------ RAW DATA ------
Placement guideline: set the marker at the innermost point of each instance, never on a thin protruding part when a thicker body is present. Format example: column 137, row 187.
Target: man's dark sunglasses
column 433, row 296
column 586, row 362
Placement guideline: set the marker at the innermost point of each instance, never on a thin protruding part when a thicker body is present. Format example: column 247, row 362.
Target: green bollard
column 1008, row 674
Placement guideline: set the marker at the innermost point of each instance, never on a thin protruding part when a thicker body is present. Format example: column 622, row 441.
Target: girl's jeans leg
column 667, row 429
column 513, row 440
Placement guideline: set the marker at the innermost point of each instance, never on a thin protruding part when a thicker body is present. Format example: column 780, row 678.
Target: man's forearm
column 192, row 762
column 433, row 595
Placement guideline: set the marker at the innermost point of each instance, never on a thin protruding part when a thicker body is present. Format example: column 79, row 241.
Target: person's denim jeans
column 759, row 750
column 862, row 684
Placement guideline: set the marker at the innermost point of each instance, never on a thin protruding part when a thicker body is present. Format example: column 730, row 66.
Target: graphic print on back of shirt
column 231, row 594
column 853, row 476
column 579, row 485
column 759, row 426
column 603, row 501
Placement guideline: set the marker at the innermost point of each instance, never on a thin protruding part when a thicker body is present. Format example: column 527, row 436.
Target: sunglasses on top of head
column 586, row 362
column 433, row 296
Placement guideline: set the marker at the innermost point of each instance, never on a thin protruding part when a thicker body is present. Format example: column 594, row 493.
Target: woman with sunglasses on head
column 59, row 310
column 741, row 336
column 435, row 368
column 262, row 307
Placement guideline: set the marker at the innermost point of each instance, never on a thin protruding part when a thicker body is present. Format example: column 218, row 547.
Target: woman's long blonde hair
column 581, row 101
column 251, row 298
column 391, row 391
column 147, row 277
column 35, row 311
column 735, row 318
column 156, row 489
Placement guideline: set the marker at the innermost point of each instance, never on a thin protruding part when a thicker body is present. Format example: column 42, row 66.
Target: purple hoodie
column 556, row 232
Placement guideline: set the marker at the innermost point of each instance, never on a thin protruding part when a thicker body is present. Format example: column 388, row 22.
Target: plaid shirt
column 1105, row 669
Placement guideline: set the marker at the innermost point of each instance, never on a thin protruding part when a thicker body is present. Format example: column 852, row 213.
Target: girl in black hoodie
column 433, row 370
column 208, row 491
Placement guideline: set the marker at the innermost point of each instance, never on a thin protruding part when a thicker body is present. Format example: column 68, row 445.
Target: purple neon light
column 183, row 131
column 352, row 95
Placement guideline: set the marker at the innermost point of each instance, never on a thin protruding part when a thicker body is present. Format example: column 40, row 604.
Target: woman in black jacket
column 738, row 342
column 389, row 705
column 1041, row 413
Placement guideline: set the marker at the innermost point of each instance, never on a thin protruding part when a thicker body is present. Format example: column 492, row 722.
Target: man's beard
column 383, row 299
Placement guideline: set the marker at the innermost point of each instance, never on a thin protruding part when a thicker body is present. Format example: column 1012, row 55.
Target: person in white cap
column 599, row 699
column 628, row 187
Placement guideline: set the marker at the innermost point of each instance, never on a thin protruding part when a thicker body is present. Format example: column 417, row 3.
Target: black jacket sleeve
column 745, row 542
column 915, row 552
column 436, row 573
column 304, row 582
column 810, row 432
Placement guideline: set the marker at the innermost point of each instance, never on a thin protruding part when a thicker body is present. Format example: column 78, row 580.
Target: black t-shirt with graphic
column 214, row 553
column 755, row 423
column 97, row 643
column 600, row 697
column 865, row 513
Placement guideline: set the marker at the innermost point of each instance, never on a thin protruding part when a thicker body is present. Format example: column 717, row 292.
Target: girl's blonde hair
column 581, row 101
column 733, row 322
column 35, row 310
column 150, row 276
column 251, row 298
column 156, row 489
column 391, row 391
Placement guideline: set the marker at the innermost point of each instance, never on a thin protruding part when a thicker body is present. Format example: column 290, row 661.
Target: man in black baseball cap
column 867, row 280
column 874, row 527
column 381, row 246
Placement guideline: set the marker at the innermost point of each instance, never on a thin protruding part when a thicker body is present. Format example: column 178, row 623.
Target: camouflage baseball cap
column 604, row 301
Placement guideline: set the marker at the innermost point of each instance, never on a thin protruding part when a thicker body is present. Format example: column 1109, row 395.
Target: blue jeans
------
INSTRUCTIONS FOR THE TASK >> Please lay out all of the records above as a numbered list, leaving out any blank lines.

FINISHED ANSWER >>
1. Placement guideline: set the marker at the innermost point of each instance, never on a thin protruding part when a thicker body is present. Format example: column 137, row 187.
2. Target: man's dark sunglasses
3. column 433, row 296
4. column 586, row 362
5. Placement guideline: set the marker at the innermost point of each instance, never on a thin protruding part when a thicker body is present. Format example: column 247, row 362.
6. Target: green bollard
7. column 1008, row 674
8. Placement guideline: set the marker at the innermost point of each instance, never on a thin protruding part when a thicker body is present. Format example: column 622, row 441.
9. Target: girl's jeans leg
10. column 667, row 429
11. column 513, row 440
12. Placement guideline: set the marker at the innermost point of each instance, never on a thin protruding part when a thicker body is present. Format example: column 780, row 678.
13. Target: man's forearm
14. column 192, row 762
15. column 433, row 595
16. Placement guideline: set the marker at the innermost point of each instance, never on a thin protruding part when a thicker body is present. Format example: column 79, row 241.
17. Target: person's denim jeans
18. column 759, row 750
19. column 862, row 684
20. Placement guideline: set the marker at the innermost point of each instance, never on a thin protruding part when a thicker body is present. Format example: column 730, row 66.
21. Target: graphic print on back of shirt
22. column 231, row 594
23. column 853, row 476
24. column 579, row 485
25. column 759, row 426
26. column 603, row 501
27. Placement guideline: set the marker at the innermost point of each instance, never on a thin protruding part when a thicker body is present. Format example: column 527, row 436.
28. Target: sunglasses on top of head
29. column 586, row 362
30. column 433, row 296
31. Placement guideline: set the marker at the innermost point of each instance, never on a thin protruding part when a thicker body is present. Format example: column 594, row 493.
32. Target: woman with sunglasses on head
33. column 59, row 310
34. column 741, row 336
35. column 435, row 368
36. column 262, row 307
37. Placement guideline: set the marker at the innermost point of each instance, never on a thin protruding part when a thicker body is present. Format example: column 218, row 547.
38. Target: woman's long blonde hair
39. column 581, row 101
40. column 251, row 298
41. column 391, row 391
42. column 147, row 277
43. column 35, row 311
44. column 735, row 318
45. column 156, row 489
46. Placement guideline: set the marker at the innermost point of each instance, never on a thin protruding part when a thicker body is present. Format example: column 42, row 66.
47. Target: purple hoodie
48. column 556, row 232
49. Placement guideline: set the marker at the innermost point of each instance, never on a thin protruding part when a thicker body is present. Format example: column 388, row 22.
50. Target: plaid shirt
51. column 1105, row 669
52. Placement guideline: set the marker at the innermost point of each instance, never on a thin protruding part when a thicker body is present. Format example: column 852, row 213.
53. Target: girl in black hoodie
54. column 433, row 370
55. column 208, row 491
56. Placement guideline: set the marker at the innermost point of each instance, never on a thin protruding part when a thicker body is present. Format example: column 68, row 445.
57. Target: purple neon light
58. column 183, row 131
59. column 352, row 95
60. Placement guideline: set the marker at the innermost point of each instance, never on a thin protruding part when a thicker body is present. Format example: column 40, row 604.
61. Target: woman in black jacket
62. column 738, row 342
63. column 389, row 705
64. column 1041, row 413
65. Placement guideline: set the marker at the innermost point of each instance, never on a thin protruding part when a thicker body is present. Format example: column 492, row 722.
66. Target: man's beard
67. column 383, row 299
68. Placement guideline: set the marker at the innermost point of each instance, never on a thin protruding part when a thicker body is present. Format example: column 1012, row 55.
69. Target: person in white cap
70. column 599, row 699
71. column 628, row 187
72. Placement guideline: set the marker at the innermost point of each instance, never on a thin protruding part when a thicker body is present. Format example: column 417, row 3.
73. Target: black jacket sleeve
74. column 745, row 542
75. column 915, row 552
76. column 436, row 573
77. column 304, row 582
78. column 810, row 432
79. Placement guideline: set the marker at the innermost point of each instance, never on a thin protruding part when a thicker body is present. Format example: column 78, row 580.
80. Target: black t-shirt with graphic
81. column 214, row 553
82. column 755, row 423
83. column 97, row 643
84. column 600, row 697
85. column 865, row 513
86. Placement guideline: set the marker at the innermost point of each instance, never on a thin protruding part when a thicker body is present. Format example: column 717, row 292.
87. Target: girl's blonde hair
88. column 581, row 101
89. column 733, row 322
90. column 35, row 310
91. column 150, row 276
92. column 251, row 298
93. column 156, row 489
94. column 391, row 391
95. Placement guideline: set the marker at the innermost point of each instance, never on a thin protruding part when a thicker body is present. Format example: column 290, row 661.
96. Target: man in black baseball cap
97. column 867, row 280
98. column 874, row 527
99. column 381, row 246
100. Placement guideline: set the marker at the innermost point of each instance, never on a thin protruding part when a thicker body is present. Format example: column 178, row 623.
101. Target: camouflage baseball cap
102. column 604, row 301
103. Placement guideline: set the marker at the innermost point of each instance, never on a thin protruding part when a thicker body is present. Format example: column 1109, row 395.
104. Target: blue jeans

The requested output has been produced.